··· Exercise text ···

When the traffic noise quiets down for a minute, he asks me to listen to see if I can hear anything.

Jeff Mather

And I can hear a stream flowing, but it's way underground beneath this park as the water heads towards the harbor.

Jeff Mather

So even though you can't see any sign of the stream, he told me that people around the neighborhood referred to this as Hidden Stream Park.

Jeff Mather

And he also told me it was a very rough place and that crack dealers had chased off neighborhood children long ago.

Jeff Mather

What counted as playground equipment was what was left of some large crumbling sewer pipes.

Jeff Mather

Like, there you go, kids.

Jeff Mather

Honestly, it didn't feel like I should say yes to this invitation.

Jeff Mather

I had no idea that this section of Baltimore was this devastated.

Jeff Mather

But I put it to myself.

Jeff Mather

You've Been cross training with other alternate roots artists for over a decade.

Jeff Mather

It is time to walk the talk.

···

> _Problem set_:
[1] Decide whether each statement agrees with the Hidden Stream Park talk, and back each yes or no with the exact words from the talk that settle it: (a) The stream is easy to see as it runs through the park. (b) People in the neighborhood called the place Hidden Stream Park. (c) The park's playground equipment was made up of old sewer pipes.
[2] Pick up the Hidden Stream Park talk where it stops and write the next part.
The stored data has no part in this exercise.

··· Recorded information ···

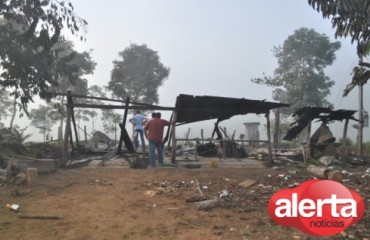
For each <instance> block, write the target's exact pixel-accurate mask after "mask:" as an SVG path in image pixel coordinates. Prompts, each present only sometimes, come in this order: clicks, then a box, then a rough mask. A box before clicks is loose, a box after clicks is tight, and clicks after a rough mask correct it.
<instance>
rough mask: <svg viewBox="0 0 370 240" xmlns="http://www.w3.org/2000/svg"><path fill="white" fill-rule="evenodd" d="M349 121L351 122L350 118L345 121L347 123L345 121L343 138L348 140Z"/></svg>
mask: <svg viewBox="0 0 370 240" xmlns="http://www.w3.org/2000/svg"><path fill="white" fill-rule="evenodd" d="M348 122H349V119H348V118H347V119H346V121H345V123H344V129H343V140H346V139H347V131H348Z"/></svg>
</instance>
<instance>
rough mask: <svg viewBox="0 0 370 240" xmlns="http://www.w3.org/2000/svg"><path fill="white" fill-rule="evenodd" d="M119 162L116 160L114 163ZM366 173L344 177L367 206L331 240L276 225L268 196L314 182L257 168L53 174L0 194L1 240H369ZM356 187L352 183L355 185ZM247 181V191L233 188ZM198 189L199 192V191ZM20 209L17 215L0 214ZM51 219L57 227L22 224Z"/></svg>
mask: <svg viewBox="0 0 370 240" xmlns="http://www.w3.org/2000/svg"><path fill="white" fill-rule="evenodd" d="M117 161H118V162H119V161H123V162H124V160H123V159H117V160H116V162H117ZM367 168H368V167H363V166H361V167H358V168H356V169H352V170H351V171H353V172H355V174H350V175H349V176H348V179H349V180H348V181H347V182H346V183H345V185H347V186H349V187H351V188H353V189H355V190H357V191H359V192H360V193H361V195H362V197H363V198H364V201H365V203H366V213H365V215H364V217H363V218H362V220H361V221H360V222H359V223H358V224H356V225H354V226H351V227H350V228H348V229H346V230H345V232H343V233H342V234H339V235H337V236H334V237H330V238H328V237H326V238H320V237H313V236H308V235H305V234H303V233H301V232H300V231H298V230H296V229H294V228H288V227H282V226H279V225H277V224H275V223H274V222H273V221H272V220H271V219H270V217H269V215H268V212H267V204H268V201H269V198H270V197H271V195H272V194H273V193H274V192H276V191H277V190H279V189H282V188H287V187H289V186H290V185H291V184H297V183H301V182H303V181H304V180H308V179H312V178H313V177H312V176H310V175H309V174H306V173H305V171H304V170H303V169H302V168H299V167H283V168H280V169H272V168H264V167H262V165H258V164H257V165H253V164H252V165H248V166H243V165H229V166H226V165H220V166H218V167H217V168H212V167H208V166H203V167H202V168H199V169H188V168H184V167H161V168H156V169H131V168H128V167H127V165H125V164H123V163H122V164H118V165H114V166H113V165H112V166H110V165H109V164H107V165H106V166H105V167H96V166H89V167H80V168H75V169H59V170H58V171H56V172H53V173H49V174H42V175H39V176H38V181H37V184H36V185H35V186H32V187H29V186H27V185H26V184H24V185H21V186H14V185H2V186H0V205H1V207H0V239H45V240H47V239H63V240H64V239H73V240H85V239H99V240H101V239H109V240H111V239H122V240H123V239H189V240H193V239H209V240H212V239H217V240H219V239H242V240H245V239H253V240H258V239H263V240H267V239H274V240H277V239H362V240H366V239H370V230H369V229H370V218H369V199H370V190H369V184H368V183H369V180H368V179H367V180H366V181H364V180H361V179H366V177H365V178H364V175H363V174H365V173H366V172H365V170H366V169H367ZM356 179H357V180H356ZM245 180H253V181H255V184H253V185H252V186H249V187H247V188H245V187H240V186H239V185H238V184H239V183H241V182H243V181H245ZM199 189H200V190H199ZM223 190H226V192H227V193H228V195H227V196H226V197H225V198H224V200H223V205H222V206H219V207H216V208H213V209H210V210H199V209H198V208H197V206H196V205H195V203H193V202H191V201H190V200H191V199H194V198H196V197H200V196H201V192H202V193H203V194H204V195H206V196H208V197H209V198H211V199H212V198H219V197H220V194H222V193H223V192H224V193H225V191H223ZM8 203H15V204H19V205H20V212H13V211H10V210H9V209H7V208H5V207H4V206H5V205H6V204H8ZM24 216H29V217H55V218H57V219H26V218H22V217H24Z"/></svg>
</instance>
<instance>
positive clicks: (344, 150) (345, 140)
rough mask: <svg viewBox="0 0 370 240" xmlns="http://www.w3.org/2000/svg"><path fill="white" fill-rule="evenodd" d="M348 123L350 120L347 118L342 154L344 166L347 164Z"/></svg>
mask: <svg viewBox="0 0 370 240" xmlns="http://www.w3.org/2000/svg"><path fill="white" fill-rule="evenodd" d="M348 122H349V119H348V118H347V119H346V121H345V122H344V129H343V143H342V146H341V150H342V151H341V154H342V164H346V163H347V160H348V159H347V157H348V155H347V145H346V143H347V140H346V139H347V131H348Z"/></svg>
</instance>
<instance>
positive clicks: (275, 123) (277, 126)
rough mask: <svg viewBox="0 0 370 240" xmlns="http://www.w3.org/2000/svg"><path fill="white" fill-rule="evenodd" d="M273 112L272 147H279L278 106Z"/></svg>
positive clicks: (279, 134) (279, 119) (279, 130)
mask: <svg viewBox="0 0 370 240" xmlns="http://www.w3.org/2000/svg"><path fill="white" fill-rule="evenodd" d="M274 113H275V124H274V148H275V149H277V148H278V147H279V140H280V139H279V135H280V134H279V133H280V108H276V109H275V110H274Z"/></svg>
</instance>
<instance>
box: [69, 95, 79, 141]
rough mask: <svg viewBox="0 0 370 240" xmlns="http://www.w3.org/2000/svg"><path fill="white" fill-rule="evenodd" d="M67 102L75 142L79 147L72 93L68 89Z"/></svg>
mask: <svg viewBox="0 0 370 240" xmlns="http://www.w3.org/2000/svg"><path fill="white" fill-rule="evenodd" d="M67 104H68V105H69V108H70V110H71V119H72V123H73V129H74V131H75V137H76V144H77V147H80V143H79V141H78V132H77V127H76V121H75V114H74V111H73V99H72V93H71V91H70V90H68V92H67Z"/></svg>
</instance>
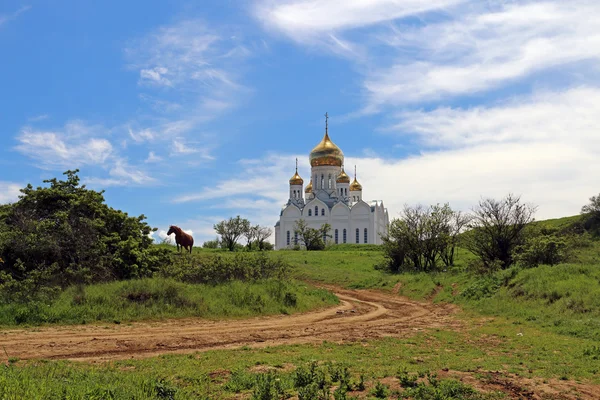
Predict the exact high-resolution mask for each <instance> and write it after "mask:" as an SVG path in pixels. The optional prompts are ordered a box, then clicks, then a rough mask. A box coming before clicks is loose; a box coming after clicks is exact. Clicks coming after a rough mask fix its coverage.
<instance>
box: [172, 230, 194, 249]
mask: <svg viewBox="0 0 600 400" xmlns="http://www.w3.org/2000/svg"><path fill="white" fill-rule="evenodd" d="M171 233H174V234H175V243H176V244H177V251H180V249H179V246H181V247H182V248H184V247H185V249H186V250H188V251H189V252H190V254H192V246H193V245H194V238H193V237H192V235H188V234H187V233H185V232H184V231H182V230H181V228H180V227H178V226H175V225H171V226H170V227H169V232H167V235H170V234H171ZM188 247H189V248H188Z"/></svg>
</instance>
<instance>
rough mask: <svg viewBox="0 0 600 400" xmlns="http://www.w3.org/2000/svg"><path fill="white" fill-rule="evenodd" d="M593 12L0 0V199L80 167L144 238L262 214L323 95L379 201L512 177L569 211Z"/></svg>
mask: <svg viewBox="0 0 600 400" xmlns="http://www.w3.org/2000/svg"><path fill="white" fill-rule="evenodd" d="M599 18H600V4H598V2H597V1H592V0H572V1H568V2H565V1H560V0H548V1H519V0H488V1H481V0H429V1H427V2H424V1H421V0H370V1H367V0H343V1H342V0H330V1H316V0H285V1H270V0H248V1H233V0H221V1H202V2H192V1H170V2H159V1H127V2H116V1H103V2H92V1H62V2H45V1H44V2H42V1H38V2H36V1H29V2H25V1H12V0H8V1H3V2H1V3H0V138H1V140H2V146H0V168H1V169H0V171H1V172H0V202H10V201H14V200H15V199H16V198H17V196H18V189H19V188H20V187H23V186H24V185H26V184H27V183H32V184H33V185H40V184H41V181H42V180H43V179H47V178H50V177H56V176H59V175H60V174H61V173H62V172H63V171H65V170H67V169H74V168H79V169H80V170H81V172H80V176H81V178H82V179H83V181H84V182H85V183H86V184H87V185H88V186H89V187H92V188H94V189H105V190H106V193H105V197H106V199H107V202H108V203H109V204H110V205H111V206H113V207H115V208H119V209H123V210H125V211H127V212H129V213H131V214H134V215H139V214H145V215H146V216H147V217H148V221H149V223H150V224H151V225H152V226H155V227H158V228H159V229H160V231H159V232H158V233H157V234H156V237H157V239H160V237H164V231H166V230H167V229H168V226H169V225H170V224H177V225H179V226H181V227H183V228H184V229H186V230H188V231H191V232H193V234H194V235H195V236H196V241H197V242H201V241H203V240H206V239H210V238H212V237H214V233H213V229H212V225H213V224H214V223H215V222H217V221H219V220H221V219H224V218H227V217H229V216H235V215H237V214H240V215H242V216H245V217H247V218H249V219H250V220H252V221H253V222H255V223H260V224H263V225H268V226H272V225H273V224H274V223H275V221H276V220H277V218H278V214H279V209H280V206H281V205H282V204H283V203H284V202H285V201H286V200H287V189H288V188H287V185H288V183H287V181H288V179H289V178H290V177H291V176H292V175H293V173H294V160H295V158H296V157H298V158H299V163H300V174H301V175H302V176H304V177H305V178H308V171H309V166H308V153H309V152H310V150H311V149H312V148H313V147H314V146H315V145H316V144H317V143H318V142H319V141H320V139H321V137H322V135H323V130H324V117H323V114H324V113H325V112H328V113H329V115H330V120H329V122H330V125H329V126H330V134H331V137H332V139H333V141H334V142H335V143H336V144H338V145H339V146H340V147H341V148H342V150H343V151H344V153H345V155H346V165H347V166H353V165H355V164H356V165H357V166H358V178H359V181H360V182H361V183H362V184H363V188H364V191H363V193H364V197H365V199H380V200H383V201H384V203H385V204H386V206H387V207H388V209H389V211H390V216H391V217H394V216H397V215H398V213H399V212H400V211H401V209H402V207H403V205H404V204H416V203H422V204H433V203H438V202H449V203H450V204H451V205H452V206H453V207H454V208H457V209H461V210H468V209H470V208H471V207H472V206H473V205H475V204H476V203H477V201H478V200H479V199H480V198H481V197H482V196H484V197H502V196H504V195H506V194H507V193H509V192H512V193H516V194H520V195H522V198H523V199H524V200H525V201H528V202H532V203H534V204H536V205H538V207H539V208H538V213H537V218H551V217H560V216H565V215H572V214H576V213H578V212H579V209H580V207H581V206H582V205H583V204H585V203H586V201H587V199H588V198H589V197H590V196H592V195H594V194H597V193H598V191H599V186H598V182H600V157H598V154H600V130H599V126H600V84H599V78H600V68H599V61H600V27H598V25H597V20H598V19H599ZM348 169H349V170H351V169H352V168H351V167H350V168H348ZM307 181H308V179H307ZM306 183H308V182H306Z"/></svg>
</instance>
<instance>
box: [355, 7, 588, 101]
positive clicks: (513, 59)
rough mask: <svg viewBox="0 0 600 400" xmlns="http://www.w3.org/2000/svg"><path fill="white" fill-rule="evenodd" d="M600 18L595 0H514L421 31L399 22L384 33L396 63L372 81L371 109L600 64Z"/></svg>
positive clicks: (466, 10) (378, 69)
mask: <svg viewBox="0 0 600 400" xmlns="http://www.w3.org/2000/svg"><path fill="white" fill-rule="evenodd" d="M598 17H600V4H599V3H597V2H590V1H586V0H581V1H577V0H574V1H569V2H562V1H546V2H539V3H532V2H516V3H509V4H507V5H506V6H503V7H501V8H500V9H499V10H489V9H487V8H484V7H481V6H479V7H477V6H476V7H474V8H471V9H465V13H464V14H462V13H461V14H458V15H457V16H456V18H455V19H452V20H450V21H445V22H441V23H433V24H427V25H425V26H421V27H416V28H414V27H412V26H409V25H407V24H406V25H403V24H398V26H396V27H395V28H394V29H393V30H390V31H389V32H388V33H387V34H380V35H379V39H380V40H381V41H382V42H383V43H384V44H385V45H387V46H388V48H389V49H391V50H393V51H395V52H397V60H396V61H395V62H393V64H392V65H391V66H388V67H383V68H376V69H374V70H373V71H372V72H371V73H370V74H369V76H368V77H367V79H366V82H365V88H366V89H367V91H368V93H369V98H370V99H369V100H370V105H369V106H370V107H371V108H376V107H378V106H380V105H383V104H405V103H412V102H419V101H423V100H437V99H441V98H445V97H448V96H457V95H465V94H472V93H477V92H482V91H487V90H490V89H493V88H497V87H501V86H502V85H505V84H507V83H510V82H514V81H516V80H519V79H522V78H525V77H528V76H530V75H532V74H534V73H536V72H540V71H544V70H549V69H552V68H556V67H559V66H567V65H572V64H573V63H578V62H584V61H589V60H594V61H595V62H597V61H599V60H600V30H599V29H598V26H597V24H596V22H595V21H596V20H597V18H598ZM407 54H410V55H411V57H408V58H407V57H406V55H407Z"/></svg>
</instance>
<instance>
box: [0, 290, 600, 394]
mask: <svg viewBox="0 0 600 400" xmlns="http://www.w3.org/2000/svg"><path fill="white" fill-rule="evenodd" d="M328 289H330V290H332V291H334V292H335V293H336V295H337V296H338V297H339V298H340V300H341V303H340V305H339V306H337V307H334V308H329V309H326V310H320V311H316V312H309V313H304V314H297V315H291V316H287V315H278V316H271V317H259V318H252V319H245V320H233V321H231V320H229V321H209V320H203V319H197V318H187V319H177V320H166V321H158V322H137V323H133V324H126V325H125V324H123V325H117V324H106V325H80V326H61V327H51V328H39V329H13V330H4V331H0V349H2V352H3V353H5V354H8V355H9V356H10V357H18V358H19V359H21V360H26V359H42V358H43V359H69V360H76V361H86V362H102V361H108V360H116V359H131V358H141V357H151V356H156V355H160V354H165V353H191V352H196V351H203V350H211V349H226V348H235V347H240V346H244V345H247V346H251V347H263V346H275V345H282V344H301V343H320V342H322V341H323V340H328V341H334V342H344V341H361V340H367V339H374V338H381V337H406V336H411V335H414V334H415V333H416V332H418V331H421V330H424V329H431V328H442V329H451V330H463V329H464V328H465V327H464V326H463V322H462V321H460V320H459V319H457V318H454V317H453V314H455V313H456V312H457V311H458V309H457V307H456V306H453V305H449V304H435V305H434V304H432V303H431V302H417V301H412V300H409V299H407V298H404V297H400V296H398V295H397V294H395V293H382V292H377V291H370V290H344V289H340V288H337V287H329V288H328ZM439 373H440V375H441V376H442V377H448V376H451V377H455V378H457V379H460V380H463V381H465V383H468V384H470V385H472V386H474V387H477V388H479V389H481V390H484V391H491V390H500V391H502V392H504V393H506V395H507V398H510V399H513V398H515V399H516V398H519V399H600V386H595V385H585V384H579V383H575V382H571V381H569V382H567V381H559V380H550V381H542V380H541V379H540V380H537V379H528V378H523V377H517V376H510V375H507V374H505V373H501V372H486V371H477V375H478V376H479V377H480V376H481V375H482V374H487V376H488V378H486V379H484V380H482V379H480V378H476V377H474V375H475V374H470V373H465V372H458V371H448V372H447V371H439ZM394 379H395V378H394Z"/></svg>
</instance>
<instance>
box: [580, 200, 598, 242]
mask: <svg viewBox="0 0 600 400" xmlns="http://www.w3.org/2000/svg"><path fill="white" fill-rule="evenodd" d="M581 214H583V215H584V216H586V221H585V223H584V225H585V228H586V229H587V230H589V231H591V232H592V233H594V234H600V194H599V195H598V196H592V197H590V202H589V203H588V204H586V205H584V206H583V207H581Z"/></svg>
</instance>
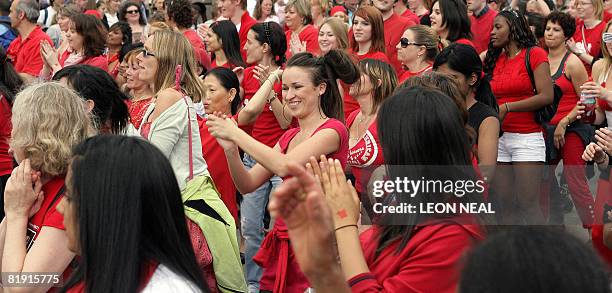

···

> _Answers by task_:
[1]
(a) No: "even though you can't see any sign of the stream"
(b) Yes: "people around the neighborhood referred to this as Hidden Stream Park"
(c) Yes: "What counted as playground equipment was what was left of some large crumbling sewer pipes."

[2]
Jeff Mather

Regardless of how uncertain you may be, no matter how uncomfortable you may be as a white man in this black environment, I was also concerned about not being one of those public artists who do what is sometimes referred to as parachuting in, like acting out of some sort of savior complex.

Jeff Mather

But I did say yes to Ashley.

Jeff Mather

I knew that any true collaboration requires forming relationships with people in this community, and that means building trust.

Jeff Mather

Trust can never be assumed, and doing this takes time.

Jeff Mather

Even when I've been commissioned by public art programs to direct public art projects that didn't involve a school, I've gone to schools to connect with local families because schools are hubs of connecting community.

Jeff Mather

So that's what I did in West Baltimore.

Jeff Mather

I walked in the doors of two schools that were within walking distance of Hidden Stream park, and I asked if I could form student design teams to create a new public art project in the park.

Jeff Mather

And the leadership at both schools welcomed me and allowed me to have students walk to the park so they could see for themselves how they might reclaim the space by making an environmental sculpture.

Jeff Mather

At first, they pounded dozens of large wooden garden stakes into the ground that they had painted with patterns.

Jeff Mather

We thought of this as a way of taking the temperature of the space.

Jeff Mather

It was a test, like, how long would these painted stakes remain in place?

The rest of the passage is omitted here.